### Problem details
Render the material below as a JSON list of strings with one string per line, leaving out blank lines and any pictures.
━━ Task material
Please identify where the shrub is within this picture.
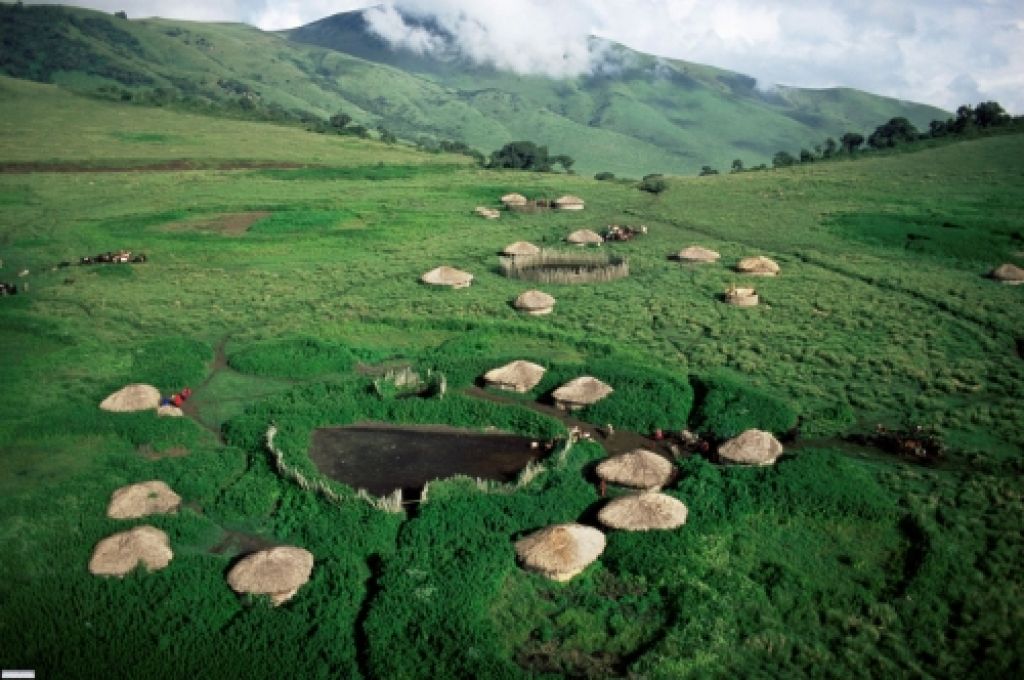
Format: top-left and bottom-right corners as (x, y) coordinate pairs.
(639, 174), (669, 194)
(693, 372), (797, 438)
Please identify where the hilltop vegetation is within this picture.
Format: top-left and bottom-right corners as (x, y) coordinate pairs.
(0, 5), (946, 177)
(0, 78), (1024, 678)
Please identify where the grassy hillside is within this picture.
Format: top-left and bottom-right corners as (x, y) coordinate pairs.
(0, 5), (947, 176)
(0, 78), (1024, 678)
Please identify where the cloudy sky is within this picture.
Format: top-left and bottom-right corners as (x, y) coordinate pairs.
(32, 0), (1024, 114)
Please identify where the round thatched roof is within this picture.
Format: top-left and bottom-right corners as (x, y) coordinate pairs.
(420, 265), (473, 288)
(483, 359), (547, 392)
(988, 262), (1024, 286)
(515, 524), (605, 581)
(736, 255), (779, 277)
(597, 492), (687, 532)
(99, 383), (160, 413)
(718, 429), (782, 465)
(502, 194), (526, 206)
(676, 246), (722, 262)
(106, 479), (181, 519)
(502, 241), (541, 257)
(565, 229), (604, 246)
(597, 449), (675, 488)
(725, 288), (761, 307)
(227, 546), (313, 606)
(551, 376), (614, 407)
(513, 291), (555, 315)
(157, 403), (185, 418)
(89, 524), (174, 577)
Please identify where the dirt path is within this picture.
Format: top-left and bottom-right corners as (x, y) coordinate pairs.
(181, 336), (227, 445)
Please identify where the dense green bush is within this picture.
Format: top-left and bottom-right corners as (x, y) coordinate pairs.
(227, 336), (355, 378)
(639, 174), (669, 194)
(692, 371), (797, 438)
(366, 444), (600, 678)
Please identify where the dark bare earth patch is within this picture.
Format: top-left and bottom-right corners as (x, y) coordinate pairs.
(164, 211), (270, 237)
(309, 424), (542, 498)
(209, 530), (276, 555)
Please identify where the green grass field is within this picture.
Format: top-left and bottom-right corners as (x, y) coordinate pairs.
(0, 79), (1024, 678)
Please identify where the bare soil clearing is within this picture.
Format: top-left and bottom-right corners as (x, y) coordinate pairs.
(164, 211), (271, 237)
(309, 423), (543, 498)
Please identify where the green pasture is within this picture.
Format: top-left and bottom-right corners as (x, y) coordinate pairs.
(0, 82), (1024, 678)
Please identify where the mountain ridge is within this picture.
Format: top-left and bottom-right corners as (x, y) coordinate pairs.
(0, 5), (948, 176)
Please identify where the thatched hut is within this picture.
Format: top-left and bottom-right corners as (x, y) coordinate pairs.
(718, 429), (782, 465)
(555, 196), (583, 210)
(565, 229), (604, 246)
(483, 359), (547, 392)
(597, 492), (687, 532)
(227, 546), (313, 606)
(502, 194), (528, 208)
(597, 449), (675, 488)
(99, 383), (160, 413)
(676, 246), (722, 263)
(515, 524), (605, 581)
(157, 403), (185, 418)
(551, 376), (614, 411)
(502, 241), (541, 257)
(89, 524), (174, 577)
(736, 255), (779, 277)
(420, 265), (473, 288)
(724, 286), (761, 307)
(513, 290), (555, 316)
(106, 479), (181, 519)
(988, 262), (1024, 286)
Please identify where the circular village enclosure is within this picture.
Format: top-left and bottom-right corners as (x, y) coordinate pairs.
(8, 93), (1024, 678)
(501, 250), (630, 284)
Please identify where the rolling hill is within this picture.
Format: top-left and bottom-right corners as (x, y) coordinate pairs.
(0, 5), (948, 176)
(0, 71), (1024, 680)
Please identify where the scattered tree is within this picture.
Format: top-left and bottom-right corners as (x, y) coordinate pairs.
(867, 116), (920, 148)
(551, 154), (575, 172)
(821, 137), (839, 158)
(639, 173), (669, 194)
(771, 152), (797, 168)
(974, 101), (1011, 128)
(328, 111), (352, 130)
(839, 132), (864, 154)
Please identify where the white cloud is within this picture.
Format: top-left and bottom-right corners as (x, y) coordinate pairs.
(364, 0), (599, 78)
(19, 0), (1024, 113)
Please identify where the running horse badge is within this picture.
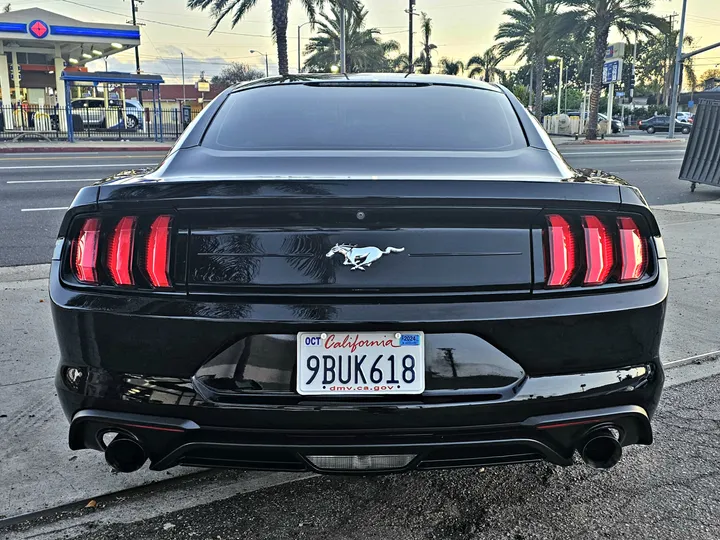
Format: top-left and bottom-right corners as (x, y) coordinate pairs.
(325, 244), (405, 272)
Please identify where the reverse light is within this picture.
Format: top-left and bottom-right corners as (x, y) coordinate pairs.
(145, 216), (172, 288)
(617, 217), (647, 283)
(547, 215), (576, 287)
(107, 216), (137, 285)
(71, 218), (100, 285)
(582, 216), (614, 285)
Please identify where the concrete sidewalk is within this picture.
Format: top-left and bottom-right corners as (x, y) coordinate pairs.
(0, 203), (720, 519)
(0, 141), (175, 155)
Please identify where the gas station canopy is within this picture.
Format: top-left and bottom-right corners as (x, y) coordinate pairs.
(0, 8), (140, 106)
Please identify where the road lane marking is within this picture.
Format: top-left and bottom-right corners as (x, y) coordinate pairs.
(0, 153), (167, 161)
(560, 149), (685, 156)
(5, 178), (98, 184)
(630, 158), (684, 163)
(0, 163), (157, 171)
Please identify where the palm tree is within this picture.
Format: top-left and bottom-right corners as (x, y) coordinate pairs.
(440, 58), (465, 75)
(495, 0), (570, 118)
(467, 45), (503, 82)
(418, 12), (437, 75)
(305, 4), (400, 73)
(187, 0), (355, 75)
(563, 0), (667, 140)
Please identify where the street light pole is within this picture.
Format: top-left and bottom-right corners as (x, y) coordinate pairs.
(668, 0), (687, 139)
(298, 21), (311, 73)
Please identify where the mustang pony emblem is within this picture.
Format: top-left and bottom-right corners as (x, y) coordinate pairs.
(325, 244), (405, 272)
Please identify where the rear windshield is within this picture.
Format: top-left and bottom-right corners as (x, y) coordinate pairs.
(203, 85), (527, 151)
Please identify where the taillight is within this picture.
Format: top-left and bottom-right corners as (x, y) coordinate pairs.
(71, 218), (100, 285)
(617, 217), (647, 283)
(547, 215), (576, 287)
(145, 216), (172, 288)
(583, 216), (613, 285)
(107, 216), (137, 285)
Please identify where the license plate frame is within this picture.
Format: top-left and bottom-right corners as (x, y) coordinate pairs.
(296, 331), (425, 397)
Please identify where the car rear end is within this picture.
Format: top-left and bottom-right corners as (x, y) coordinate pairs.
(51, 80), (667, 472)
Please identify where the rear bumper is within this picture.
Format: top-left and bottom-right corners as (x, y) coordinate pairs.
(70, 405), (652, 474)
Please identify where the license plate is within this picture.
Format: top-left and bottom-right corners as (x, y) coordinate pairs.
(297, 332), (425, 396)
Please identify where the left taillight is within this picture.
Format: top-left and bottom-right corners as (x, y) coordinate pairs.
(71, 218), (101, 285)
(65, 215), (173, 290)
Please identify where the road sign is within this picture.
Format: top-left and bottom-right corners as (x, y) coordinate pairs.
(602, 59), (623, 84)
(605, 42), (625, 60)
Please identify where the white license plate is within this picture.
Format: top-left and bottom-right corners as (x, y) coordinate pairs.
(297, 332), (425, 396)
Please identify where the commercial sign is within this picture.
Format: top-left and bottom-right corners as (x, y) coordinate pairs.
(605, 42), (625, 60)
(602, 59), (623, 84)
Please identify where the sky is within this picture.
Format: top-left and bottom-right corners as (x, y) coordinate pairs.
━━━━
### Finished exercise
[
  "Please identify where the shrub is within this picture.",
  "Format: top-left and bottom-right corners as (x, y) coordinate pairs.",
  "(639, 174), (669, 194)",
  "(693, 372), (797, 438)",
  "Please identify where the hilltop vegetation is within this picture.",
  "Format: top-left and bottom-right corners as (x, y) coordinate pairs.",
  "(0, 5), (946, 177)",
  "(0, 78), (1024, 678)",
  "Please identify where the grassy hillside is within this picture.",
  "Format: top-left and bottom-right corners as (x, y) coordinate pairs.",
  "(0, 5), (947, 176)",
  "(0, 78), (1024, 678)",
  "Please identify where the cloudy sky is within this picture.",
  "Format: top-left and bottom-right corners as (x, y) coordinate pairs.",
  "(32, 0), (1024, 114)",
  "Please identify where the round thatched roof is within this picture.",
  "Format: top-left and bottom-right corners as (x, y) coordinate pairs.",
  "(420, 265), (473, 288)",
  "(483, 359), (547, 392)",
  "(988, 262), (1024, 286)",
  "(515, 524), (605, 581)",
  "(736, 255), (779, 277)",
  "(597, 492), (687, 532)",
  "(99, 383), (160, 413)",
  "(718, 429), (782, 465)",
  "(502, 194), (526, 206)",
  "(676, 246), (722, 262)",
  "(106, 479), (181, 519)",
  "(502, 241), (541, 257)",
  "(565, 229), (604, 246)",
  "(597, 449), (675, 488)",
  "(725, 288), (761, 307)",
  "(227, 546), (313, 606)",
  "(551, 376), (614, 407)",
  "(513, 291), (555, 315)",
  "(157, 403), (185, 418)",
  "(89, 524), (174, 577)",
  "Please identify where the dirt path is within this picture.",
  "Format: top-left and bottom-right corners as (x, y) coordinate pairs.",
  "(181, 336), (227, 445)",
  "Please identify where the dense green bush is within this picture.",
  "Format: top-left and bottom-right corners as (x, y) coordinate pairs.",
  "(227, 336), (355, 378)",
  "(639, 174), (669, 194)",
  "(692, 371), (797, 438)",
  "(366, 444), (600, 678)",
  "Please identify where the dark bare earth patch is within this picture.",
  "Format: top-left and bottom-right corners as (x, y) coordinate pairs.",
  "(164, 211), (270, 237)",
  "(309, 424), (542, 498)",
  "(209, 530), (276, 555)",
  "Please identify where the green grass field is within this picture.",
  "Format: top-left and bottom-right corners as (x, y) coordinate pairs.",
  "(0, 79), (1024, 678)",
  "Please identify where the bare soil clearing is within this picture.",
  "Format: top-left and bottom-right corners as (x, y) coordinate pairs.",
  "(164, 211), (271, 237)",
  "(309, 423), (543, 498)",
  "Please identify where the green pasture is within this picture.",
  "Format: top-left and bottom-right corners as (x, y) coordinate pairs.",
  "(0, 82), (1024, 678)",
  "Please identify where the mountain ridge is within this picture.",
  "Format: top-left and bottom-right corners as (x, y) coordinate pairs.",
  "(0, 5), (948, 176)",
  "Please identify where the thatched hut is within this picture.",
  "Format: top-left and bottom-right corners as (x, y) coordinate pairs.",
  "(718, 429), (782, 465)",
  "(555, 196), (583, 210)",
  "(565, 229), (604, 246)",
  "(483, 359), (547, 392)",
  "(597, 492), (687, 532)",
  "(227, 546), (313, 606)",
  "(502, 194), (528, 208)",
  "(597, 449), (675, 488)",
  "(99, 383), (160, 413)",
  "(676, 246), (722, 263)",
  "(515, 524), (605, 581)",
  "(157, 403), (185, 418)",
  "(551, 376), (614, 411)",
  "(502, 241), (541, 257)",
  "(89, 524), (174, 577)",
  "(736, 255), (779, 277)",
  "(420, 265), (473, 288)",
  "(724, 286), (761, 307)",
  "(513, 290), (555, 316)",
  "(106, 479), (181, 519)",
  "(988, 262), (1024, 286)",
  "Please identify where the circular village enclosure is within this picture.",
  "Format: top-left and bottom-right corners as (x, y) coordinate pairs.",
  "(8, 93), (1024, 678)",
  "(501, 250), (630, 284)",
  "Please identify where the rolling hill is within this picture.",
  "Format: top-left and bottom-right corners as (x, y) coordinate pairs.",
  "(0, 5), (948, 176)",
  "(0, 71), (1024, 680)",
  "Please identify where the scattered tree is within this picture.",
  "Format: top-left and bottom-right corners as (x, y) coordinate pairs.",
  "(867, 116), (920, 148)",
  "(551, 154), (575, 172)",
  "(821, 137), (839, 158)",
  "(639, 173), (669, 194)",
  "(771, 152), (797, 168)",
  "(974, 101), (1011, 128)",
  "(328, 111), (352, 130)",
  "(839, 132), (864, 154)",
  "Please identify where the white cloud is within this picture.",
  "Format: top-left and bottom-right corners as (x, y) coordinate pairs.",
  "(364, 0), (599, 78)",
  "(19, 0), (1024, 113)",
  "Please identify where the running horse badge is within this picture.",
  "Format: top-left and bottom-right corners as (x, y) coordinate pairs.",
  "(325, 244), (405, 272)",
  "Please identify where the reverse light is within this picture.",
  "Format: top-left and bottom-right corners as (x, y) coordinate pairs.",
  "(145, 216), (172, 288)",
  "(617, 217), (647, 283)",
  "(547, 215), (576, 287)",
  "(107, 216), (137, 285)",
  "(71, 218), (100, 285)",
  "(582, 216), (614, 285)",
  "Please identify where the concrete sidewalk is within this picture.",
  "Format: top-left and bottom-right corners as (x, y) coordinate pairs.",
  "(0, 203), (720, 519)",
  "(0, 141), (175, 155)",
  "Please identify where the gas station canopy is within this picture.",
  "Format: top-left and bottom-right corners as (x, y) coordinate pairs.",
  "(0, 8), (140, 106)",
  "Please identify where the road lane marking is within this picture.",
  "Format: top-left and bottom-right corners as (x, y) coordinate pairs.",
  "(0, 153), (167, 161)",
  "(560, 149), (685, 156)",
  "(5, 178), (98, 184)",
  "(630, 158), (684, 163)",
  "(0, 163), (157, 171)",
  "Please identify where the palm tree is within this picture.",
  "Format: top-left and bottom-right corners as (x, y) coordinate pairs.",
  "(440, 58), (465, 75)",
  "(495, 0), (570, 118)",
  "(467, 45), (503, 82)",
  "(418, 12), (437, 75)",
  "(305, 4), (400, 73)",
  "(187, 0), (355, 75)",
  "(563, 0), (667, 140)",
  "Please identify where the street light pole is within this picture.",
  "Format: top-left and bottom-right corners as (x, y) coordinate pairs.",
  "(668, 0), (687, 139)",
  "(298, 21), (311, 73)",
  "Please identify where the mustang pony emblem is within this picture.",
  "Format: top-left and bottom-right corners as (x, y) coordinate pairs.",
  "(325, 244), (405, 272)",
  "Please identify where the rear windshield is within this picture.",
  "Format: top-left and bottom-right corners as (x, y) coordinate pairs.",
  "(203, 85), (527, 151)",
  "Please identify where the taillight is within this picture.",
  "Format: top-left and bottom-right corners as (x, y) coordinate pairs.",
  "(71, 218), (100, 285)",
  "(617, 217), (647, 283)",
  "(547, 215), (576, 287)",
  "(145, 216), (172, 288)",
  "(583, 216), (613, 285)",
  "(107, 216), (137, 285)",
  "Please identify where the license plate frame is within this picture.",
  "Format: top-left and bottom-right corners as (x, y) coordinate pairs.",
  "(296, 331), (425, 397)",
  "Please identify where the car rear end is within this picture.",
  "Format: top-left and bottom-right corners as (x, y) coordinate pairs.",
  "(51, 80), (667, 472)",
  "Please identify where the rear bumper is within this picture.",
  "Format: top-left and bottom-right corners as (x, y) coordinate pairs.",
  "(70, 405), (652, 474)",
  "Please identify where the license plate is within this picture.",
  "Format: top-left and bottom-right corners as (x, y) coordinate pairs.",
  "(297, 332), (425, 396)",
  "Please identify where the left taillight is within this picture.",
  "Format: top-left and bottom-right corners as (x, y) coordinate pairs.",
  "(71, 218), (101, 285)",
  "(65, 215), (173, 290)",
  "Please identify where the road sign is within this picture.",
  "Format: top-left and bottom-right corners as (x, y) coordinate pairs.",
  "(602, 59), (623, 84)",
  "(605, 42), (625, 60)",
  "Please identify where the white license plate is within this picture.",
  "Format: top-left and bottom-right corners as (x, y) coordinate pairs.",
  "(297, 332), (425, 396)",
  "Please identify where the commercial sign is within this picture.",
  "Format: top-left and bottom-right corners as (x, y) coordinate pairs.",
  "(605, 42), (625, 60)",
  "(602, 59), (623, 84)",
  "Please identify where the sky is within this picture.",
  "Format: top-left and bottom-right corners as (x, y) coordinate pairs."
]